Task description:
State the number of lines in the material below that contain the word "white", without any other text.

Dataset records:

=== Begin Enclosure ===

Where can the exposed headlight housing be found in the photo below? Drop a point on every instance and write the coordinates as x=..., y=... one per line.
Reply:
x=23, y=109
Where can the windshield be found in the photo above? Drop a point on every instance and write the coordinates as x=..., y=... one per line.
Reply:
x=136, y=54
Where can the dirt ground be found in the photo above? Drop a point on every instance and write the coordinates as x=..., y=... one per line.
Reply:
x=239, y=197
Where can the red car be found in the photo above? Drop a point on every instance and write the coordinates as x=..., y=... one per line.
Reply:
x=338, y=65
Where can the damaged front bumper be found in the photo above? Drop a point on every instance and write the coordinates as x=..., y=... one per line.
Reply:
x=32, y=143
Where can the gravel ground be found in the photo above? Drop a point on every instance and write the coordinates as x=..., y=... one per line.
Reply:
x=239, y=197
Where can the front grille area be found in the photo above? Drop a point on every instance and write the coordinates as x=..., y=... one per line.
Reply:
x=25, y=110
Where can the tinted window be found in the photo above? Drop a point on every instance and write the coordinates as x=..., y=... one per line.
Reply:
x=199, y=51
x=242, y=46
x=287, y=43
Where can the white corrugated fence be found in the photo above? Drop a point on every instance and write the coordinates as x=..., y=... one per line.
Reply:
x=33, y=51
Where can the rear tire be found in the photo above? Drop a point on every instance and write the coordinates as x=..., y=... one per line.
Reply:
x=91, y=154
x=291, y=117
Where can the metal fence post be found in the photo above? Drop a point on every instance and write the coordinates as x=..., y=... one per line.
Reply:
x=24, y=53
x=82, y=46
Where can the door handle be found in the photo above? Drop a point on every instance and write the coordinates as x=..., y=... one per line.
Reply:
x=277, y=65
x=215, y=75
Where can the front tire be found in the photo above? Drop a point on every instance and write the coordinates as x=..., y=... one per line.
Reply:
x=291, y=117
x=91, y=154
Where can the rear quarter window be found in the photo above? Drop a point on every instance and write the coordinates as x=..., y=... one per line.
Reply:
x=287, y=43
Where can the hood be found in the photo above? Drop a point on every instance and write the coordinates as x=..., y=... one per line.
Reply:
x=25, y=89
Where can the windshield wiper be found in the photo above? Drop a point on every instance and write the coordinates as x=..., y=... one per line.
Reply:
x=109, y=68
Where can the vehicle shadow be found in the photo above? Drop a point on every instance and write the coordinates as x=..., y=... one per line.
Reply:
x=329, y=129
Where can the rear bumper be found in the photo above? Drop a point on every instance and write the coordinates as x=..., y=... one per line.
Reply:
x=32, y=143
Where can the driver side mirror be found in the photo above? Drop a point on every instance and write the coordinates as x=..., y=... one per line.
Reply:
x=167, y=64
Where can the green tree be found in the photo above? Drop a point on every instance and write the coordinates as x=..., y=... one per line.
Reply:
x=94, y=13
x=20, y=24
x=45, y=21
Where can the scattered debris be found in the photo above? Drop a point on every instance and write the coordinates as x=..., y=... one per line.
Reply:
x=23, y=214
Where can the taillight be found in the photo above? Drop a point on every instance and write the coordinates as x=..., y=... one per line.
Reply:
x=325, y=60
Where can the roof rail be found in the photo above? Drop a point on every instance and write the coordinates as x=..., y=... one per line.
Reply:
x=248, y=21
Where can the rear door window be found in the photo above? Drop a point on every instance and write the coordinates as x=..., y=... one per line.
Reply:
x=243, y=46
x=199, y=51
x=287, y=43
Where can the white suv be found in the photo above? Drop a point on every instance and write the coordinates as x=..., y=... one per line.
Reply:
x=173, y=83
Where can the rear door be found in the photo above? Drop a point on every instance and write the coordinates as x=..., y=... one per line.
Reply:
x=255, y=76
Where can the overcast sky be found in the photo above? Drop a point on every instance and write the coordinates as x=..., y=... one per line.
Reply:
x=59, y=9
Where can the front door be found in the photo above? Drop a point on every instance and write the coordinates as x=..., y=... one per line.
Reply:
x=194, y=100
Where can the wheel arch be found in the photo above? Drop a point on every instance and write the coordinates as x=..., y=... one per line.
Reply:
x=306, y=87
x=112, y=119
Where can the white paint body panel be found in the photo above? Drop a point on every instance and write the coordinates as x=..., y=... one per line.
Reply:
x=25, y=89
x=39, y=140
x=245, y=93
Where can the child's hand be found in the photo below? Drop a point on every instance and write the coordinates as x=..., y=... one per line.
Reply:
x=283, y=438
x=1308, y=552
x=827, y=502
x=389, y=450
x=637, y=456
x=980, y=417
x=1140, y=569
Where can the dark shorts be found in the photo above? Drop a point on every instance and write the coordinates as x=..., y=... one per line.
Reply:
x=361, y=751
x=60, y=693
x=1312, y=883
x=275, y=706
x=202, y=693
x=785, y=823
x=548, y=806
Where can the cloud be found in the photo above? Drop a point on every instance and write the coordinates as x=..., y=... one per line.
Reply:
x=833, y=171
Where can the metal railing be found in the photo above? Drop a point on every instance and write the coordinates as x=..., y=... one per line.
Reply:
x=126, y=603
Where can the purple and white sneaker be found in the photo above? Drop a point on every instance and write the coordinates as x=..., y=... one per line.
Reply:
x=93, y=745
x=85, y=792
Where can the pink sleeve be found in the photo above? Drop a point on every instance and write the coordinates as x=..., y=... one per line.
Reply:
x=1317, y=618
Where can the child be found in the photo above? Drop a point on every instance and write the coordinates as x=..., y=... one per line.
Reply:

=== End Enclosure ===

Result for this exercise:
4